### EXERCISE INSTRUCTIONS
The records appear below. Set down exactly each line from the one that contains "Can you find the wooden" through the last, both included.

### SOURCE MATERIAL
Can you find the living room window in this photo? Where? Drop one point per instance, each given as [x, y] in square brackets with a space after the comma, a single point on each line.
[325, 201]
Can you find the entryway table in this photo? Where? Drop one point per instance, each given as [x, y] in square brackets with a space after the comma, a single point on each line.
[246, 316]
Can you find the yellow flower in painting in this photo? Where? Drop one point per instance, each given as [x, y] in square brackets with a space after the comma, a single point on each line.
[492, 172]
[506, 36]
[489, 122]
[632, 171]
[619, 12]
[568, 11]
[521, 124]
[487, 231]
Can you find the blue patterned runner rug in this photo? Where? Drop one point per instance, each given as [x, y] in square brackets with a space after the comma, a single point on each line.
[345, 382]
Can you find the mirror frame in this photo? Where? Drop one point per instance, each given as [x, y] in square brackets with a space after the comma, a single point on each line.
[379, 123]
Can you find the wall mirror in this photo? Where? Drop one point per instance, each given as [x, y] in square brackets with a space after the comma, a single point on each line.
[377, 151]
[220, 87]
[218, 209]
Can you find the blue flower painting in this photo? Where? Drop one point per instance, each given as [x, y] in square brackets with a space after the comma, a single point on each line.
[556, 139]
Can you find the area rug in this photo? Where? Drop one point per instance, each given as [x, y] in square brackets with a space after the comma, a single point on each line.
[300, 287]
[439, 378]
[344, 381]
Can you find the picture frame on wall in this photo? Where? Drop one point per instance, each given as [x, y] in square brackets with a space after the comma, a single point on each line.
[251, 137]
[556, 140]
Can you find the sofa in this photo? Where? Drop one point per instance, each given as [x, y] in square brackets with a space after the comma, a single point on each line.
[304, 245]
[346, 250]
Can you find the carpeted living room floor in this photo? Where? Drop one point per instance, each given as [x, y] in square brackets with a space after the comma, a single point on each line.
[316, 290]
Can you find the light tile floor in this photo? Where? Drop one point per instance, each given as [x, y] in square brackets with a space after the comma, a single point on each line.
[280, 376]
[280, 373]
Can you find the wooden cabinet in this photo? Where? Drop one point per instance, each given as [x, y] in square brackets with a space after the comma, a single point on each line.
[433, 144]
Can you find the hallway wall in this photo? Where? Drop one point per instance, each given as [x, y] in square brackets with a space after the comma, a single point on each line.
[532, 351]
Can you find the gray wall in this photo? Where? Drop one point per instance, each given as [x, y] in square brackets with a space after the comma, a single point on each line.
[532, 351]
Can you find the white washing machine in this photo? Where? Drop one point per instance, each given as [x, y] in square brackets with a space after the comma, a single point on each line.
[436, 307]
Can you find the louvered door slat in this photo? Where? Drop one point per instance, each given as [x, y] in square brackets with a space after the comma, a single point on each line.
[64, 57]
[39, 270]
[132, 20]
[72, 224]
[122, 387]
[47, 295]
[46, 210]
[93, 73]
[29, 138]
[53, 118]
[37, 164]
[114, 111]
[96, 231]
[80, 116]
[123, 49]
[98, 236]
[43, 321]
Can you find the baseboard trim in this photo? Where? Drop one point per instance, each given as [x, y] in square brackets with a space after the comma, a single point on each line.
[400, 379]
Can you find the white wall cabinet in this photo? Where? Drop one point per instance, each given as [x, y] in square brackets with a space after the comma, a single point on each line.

### RESPONSE TO THIS TASK
Can you find the wooden cabinet in this photo? Where? Drop one point per instance, each given as [x, y] in square brackets with a space after the comma, a single point on each line.
[433, 144]
Can you find the hallway wall in this photo? Where? Drop one point per instance, each given as [x, y] in square brackets with a space after the comma, a single point on each line.
[532, 351]
Can you find the gray wall in this photo? Where? Drop one point per instance, each given as [x, y] in square brackets with a space after the comma, a single point on each line.
[532, 351]
Can you find the white washing machine in this photo? Where? Drop one point per instance, each given as [x, y] in square brackets with a space after the comma, a single point on each line.
[436, 307]
Can you find the louvered door slat in this photo? Where? Drop one point per instance, each given as [x, y] in square brackets with a space after the comma, a single point on each line.
[64, 57]
[39, 270]
[132, 20]
[72, 224]
[122, 387]
[47, 295]
[46, 210]
[93, 73]
[29, 138]
[53, 118]
[37, 164]
[114, 111]
[96, 231]
[80, 116]
[123, 49]
[98, 236]
[43, 321]
Can you find the baseboard trim in this photo? Where? Drop one point per instance, each given as [x, y] in square brackets with a space after the comma, a single point on each line.
[400, 379]
Can you find the white wall cabinet in this photo? Where? Drop one point per instance, each given as [x, y] in square brackets with a space after the comma, a single point on each line.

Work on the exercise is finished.